Take the data below and extract the lines from the one with "buckle in the image above." to the one with "branch in the image above.", inclusive, exactly as written.

(Record extracts)

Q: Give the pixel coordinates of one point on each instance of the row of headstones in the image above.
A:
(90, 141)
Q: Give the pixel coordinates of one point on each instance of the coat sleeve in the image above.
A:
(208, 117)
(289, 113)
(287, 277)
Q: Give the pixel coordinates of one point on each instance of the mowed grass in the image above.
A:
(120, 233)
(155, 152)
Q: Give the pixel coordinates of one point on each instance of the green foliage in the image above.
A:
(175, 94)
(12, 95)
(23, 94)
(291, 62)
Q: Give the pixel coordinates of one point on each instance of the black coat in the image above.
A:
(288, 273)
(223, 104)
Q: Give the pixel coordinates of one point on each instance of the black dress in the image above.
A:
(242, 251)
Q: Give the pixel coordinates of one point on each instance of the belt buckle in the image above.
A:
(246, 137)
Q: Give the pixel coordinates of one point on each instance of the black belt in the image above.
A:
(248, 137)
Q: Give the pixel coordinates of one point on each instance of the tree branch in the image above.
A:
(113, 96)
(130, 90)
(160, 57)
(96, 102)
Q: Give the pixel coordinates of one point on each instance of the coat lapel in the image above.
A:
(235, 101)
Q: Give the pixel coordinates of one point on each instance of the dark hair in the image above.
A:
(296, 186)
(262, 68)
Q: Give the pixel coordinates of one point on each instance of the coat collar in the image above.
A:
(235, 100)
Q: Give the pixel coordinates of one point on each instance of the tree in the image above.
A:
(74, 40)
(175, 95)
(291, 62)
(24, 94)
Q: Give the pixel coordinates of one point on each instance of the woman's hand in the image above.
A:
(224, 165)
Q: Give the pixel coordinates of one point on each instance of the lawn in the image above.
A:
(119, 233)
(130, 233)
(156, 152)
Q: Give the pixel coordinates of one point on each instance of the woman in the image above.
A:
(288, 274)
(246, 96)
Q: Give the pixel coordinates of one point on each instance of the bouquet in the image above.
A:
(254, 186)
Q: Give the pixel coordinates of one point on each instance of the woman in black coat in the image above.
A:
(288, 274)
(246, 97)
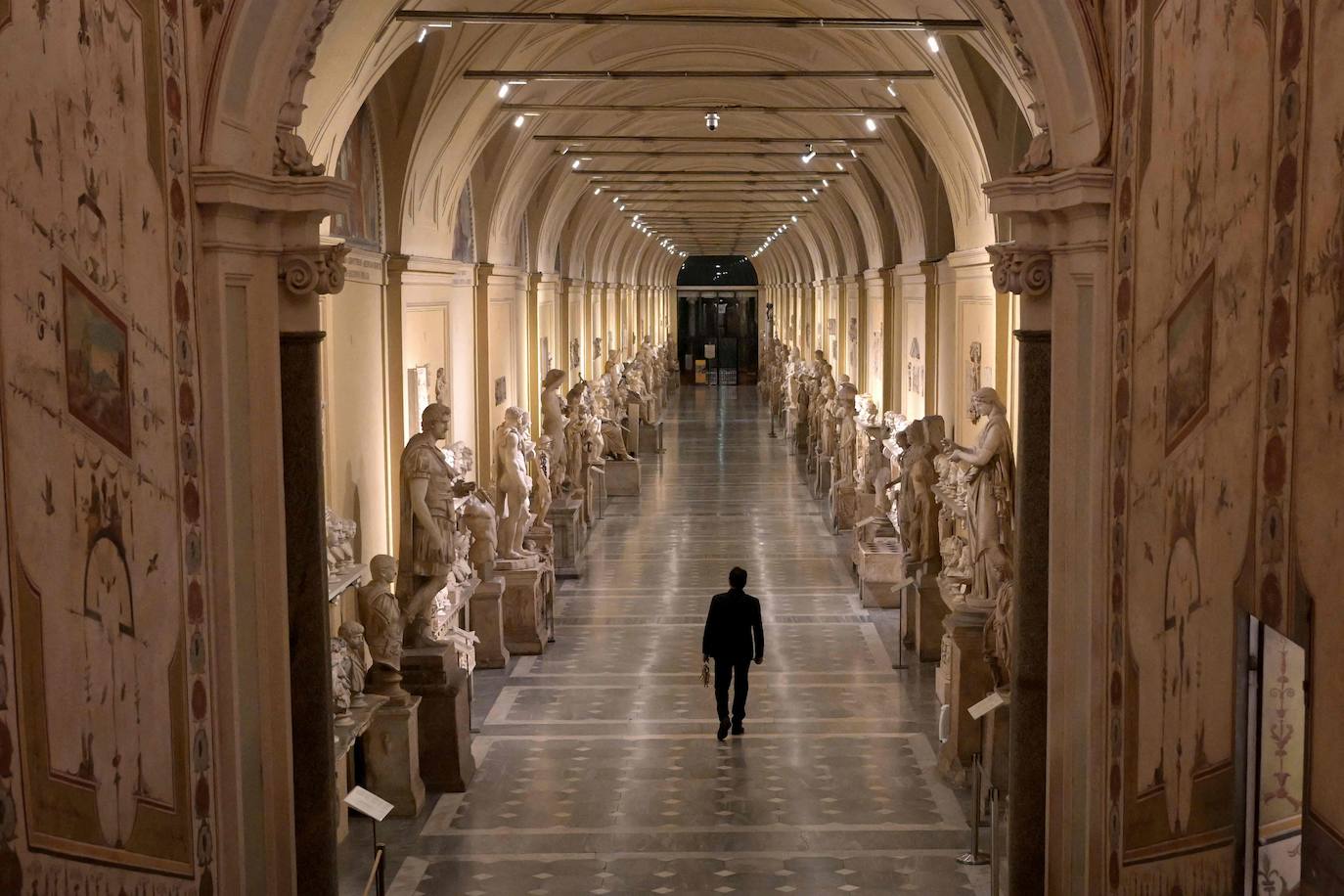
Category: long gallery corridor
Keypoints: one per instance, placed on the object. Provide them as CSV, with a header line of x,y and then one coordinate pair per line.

(End Record extracts)

### Finished exercise
Q: Give the pixel coordinates of one point on each instance of the belt buckle in the image above.
A:
(246, 137)
Q: Give the pixel coordinates of one point on each instance of the black belt in the image above.
A:
(248, 137)
Q: Give the pixel coordinates of one point on each instance of the tree branch in the image above.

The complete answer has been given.